_Extracted material_:

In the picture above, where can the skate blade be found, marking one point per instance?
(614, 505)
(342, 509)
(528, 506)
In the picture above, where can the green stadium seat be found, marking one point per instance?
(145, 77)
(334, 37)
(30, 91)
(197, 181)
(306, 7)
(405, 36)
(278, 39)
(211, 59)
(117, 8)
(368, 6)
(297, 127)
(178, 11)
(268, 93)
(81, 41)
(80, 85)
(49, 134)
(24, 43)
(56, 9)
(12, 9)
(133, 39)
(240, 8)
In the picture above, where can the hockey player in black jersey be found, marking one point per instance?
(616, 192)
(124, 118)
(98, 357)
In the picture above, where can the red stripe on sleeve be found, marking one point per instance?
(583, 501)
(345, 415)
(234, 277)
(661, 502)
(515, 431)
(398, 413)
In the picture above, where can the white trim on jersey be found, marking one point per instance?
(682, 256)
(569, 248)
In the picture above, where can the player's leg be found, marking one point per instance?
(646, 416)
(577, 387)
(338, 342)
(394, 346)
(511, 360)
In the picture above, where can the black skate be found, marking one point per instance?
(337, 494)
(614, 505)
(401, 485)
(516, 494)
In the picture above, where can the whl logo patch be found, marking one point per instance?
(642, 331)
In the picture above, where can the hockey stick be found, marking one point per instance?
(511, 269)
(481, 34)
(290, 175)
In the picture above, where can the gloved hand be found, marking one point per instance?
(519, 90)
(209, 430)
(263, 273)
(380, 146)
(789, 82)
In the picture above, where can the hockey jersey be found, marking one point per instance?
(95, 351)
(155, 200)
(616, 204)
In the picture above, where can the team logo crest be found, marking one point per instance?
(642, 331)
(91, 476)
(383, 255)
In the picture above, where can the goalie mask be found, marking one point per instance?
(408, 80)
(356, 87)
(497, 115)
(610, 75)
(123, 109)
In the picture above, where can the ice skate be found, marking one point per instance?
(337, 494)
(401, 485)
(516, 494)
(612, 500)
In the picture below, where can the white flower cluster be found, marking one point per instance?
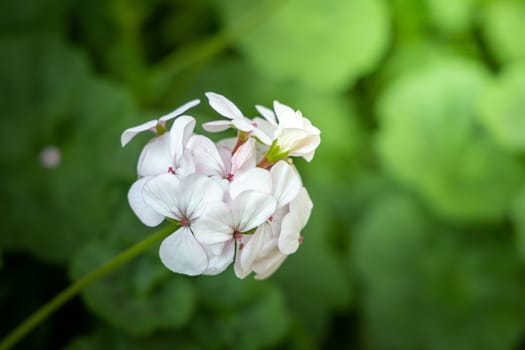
(236, 200)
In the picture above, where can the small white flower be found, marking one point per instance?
(187, 201)
(293, 135)
(162, 155)
(152, 125)
(228, 109)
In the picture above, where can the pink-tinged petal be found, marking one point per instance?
(286, 183)
(198, 192)
(307, 125)
(130, 133)
(294, 222)
(243, 124)
(297, 141)
(144, 212)
(252, 248)
(286, 116)
(215, 226)
(208, 160)
(217, 126)
(186, 165)
(261, 136)
(180, 133)
(217, 263)
(156, 157)
(268, 129)
(255, 179)
(244, 158)
(180, 252)
(160, 193)
(250, 209)
(179, 110)
(267, 114)
(223, 106)
(240, 272)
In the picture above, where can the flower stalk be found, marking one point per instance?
(64, 296)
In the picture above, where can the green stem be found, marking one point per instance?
(60, 299)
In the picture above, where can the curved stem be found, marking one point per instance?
(60, 299)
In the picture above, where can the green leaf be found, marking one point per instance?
(430, 140)
(314, 279)
(503, 26)
(313, 42)
(427, 288)
(109, 339)
(502, 108)
(52, 99)
(240, 314)
(140, 298)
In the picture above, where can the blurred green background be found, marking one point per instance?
(417, 238)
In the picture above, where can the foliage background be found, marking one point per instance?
(417, 239)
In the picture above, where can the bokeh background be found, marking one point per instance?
(417, 238)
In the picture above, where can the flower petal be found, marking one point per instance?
(294, 222)
(267, 113)
(180, 252)
(196, 193)
(130, 133)
(223, 106)
(286, 116)
(216, 126)
(156, 157)
(252, 248)
(215, 226)
(286, 183)
(244, 158)
(160, 193)
(255, 179)
(220, 262)
(144, 212)
(179, 110)
(208, 160)
(250, 209)
(180, 133)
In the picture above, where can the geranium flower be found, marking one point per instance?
(158, 126)
(187, 201)
(293, 135)
(228, 109)
(163, 154)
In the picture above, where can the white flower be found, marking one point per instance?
(237, 120)
(187, 200)
(227, 222)
(163, 154)
(218, 162)
(293, 134)
(283, 183)
(152, 125)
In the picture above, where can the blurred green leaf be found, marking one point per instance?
(109, 339)
(429, 139)
(503, 26)
(140, 298)
(427, 288)
(502, 108)
(316, 43)
(253, 314)
(314, 279)
(53, 211)
(452, 15)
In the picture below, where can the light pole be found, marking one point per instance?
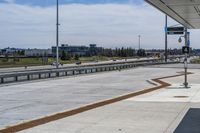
(139, 37)
(166, 54)
(57, 34)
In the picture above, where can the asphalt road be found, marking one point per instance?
(25, 101)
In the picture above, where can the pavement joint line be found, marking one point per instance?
(59, 115)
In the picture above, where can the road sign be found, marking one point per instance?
(186, 50)
(175, 30)
(188, 36)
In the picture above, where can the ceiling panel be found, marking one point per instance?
(186, 12)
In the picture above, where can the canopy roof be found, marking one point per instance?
(186, 12)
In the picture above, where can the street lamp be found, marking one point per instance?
(57, 34)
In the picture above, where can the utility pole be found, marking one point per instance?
(166, 25)
(139, 37)
(57, 34)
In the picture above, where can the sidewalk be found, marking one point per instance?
(156, 112)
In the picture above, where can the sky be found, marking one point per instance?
(107, 23)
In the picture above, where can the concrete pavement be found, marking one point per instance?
(160, 111)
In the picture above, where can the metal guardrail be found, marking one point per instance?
(53, 73)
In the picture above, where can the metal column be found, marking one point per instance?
(57, 34)
(166, 53)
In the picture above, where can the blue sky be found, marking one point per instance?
(108, 23)
(53, 2)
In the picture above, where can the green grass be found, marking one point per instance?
(196, 61)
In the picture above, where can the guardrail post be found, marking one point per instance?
(28, 77)
(39, 76)
(57, 74)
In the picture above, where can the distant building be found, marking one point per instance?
(77, 50)
(38, 52)
(11, 51)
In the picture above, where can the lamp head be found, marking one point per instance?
(179, 40)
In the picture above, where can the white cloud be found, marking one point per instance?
(10, 1)
(108, 25)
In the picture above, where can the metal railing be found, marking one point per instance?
(70, 71)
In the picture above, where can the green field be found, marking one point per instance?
(21, 62)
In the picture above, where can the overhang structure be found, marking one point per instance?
(186, 12)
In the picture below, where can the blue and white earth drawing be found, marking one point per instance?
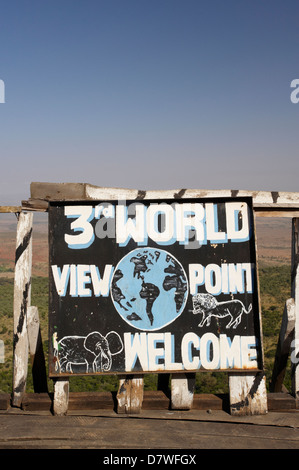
(149, 288)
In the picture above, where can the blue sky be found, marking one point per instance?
(149, 94)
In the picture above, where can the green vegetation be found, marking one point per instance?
(274, 288)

_The task_:
Your task is to give again, unchanged, the lines from the line that contains "In the picture above, where can the distant" to the end of the records. Include both end lines but no pictures.

_Completed exercise_:
In the picture above, where can the distant building be found, marking one point per instance?
(77, 50)
(38, 52)
(11, 51)
In the picture above, where can the lamp head be found, marking one point per instance?
(179, 40)
In the picture above, where can the white cloud be found, marking one point per instance?
(10, 1)
(108, 25)
In the picture above, where can the metal railing be found, marking one point per instance?
(70, 71)
In the picture above, where can the green field be found, marking one point per instance?
(21, 62)
In the picture above, where can the overhang structure be found, marking one point per instance?
(186, 12)
In the picture below, where can the blue and white earth drawing be found, marking one point per instance?
(149, 288)
In the picture above, where can the blue sky be found, marking one point per instance?
(149, 94)
In the picture above, where can the green vegetation be found, marking one point per instance?
(274, 288)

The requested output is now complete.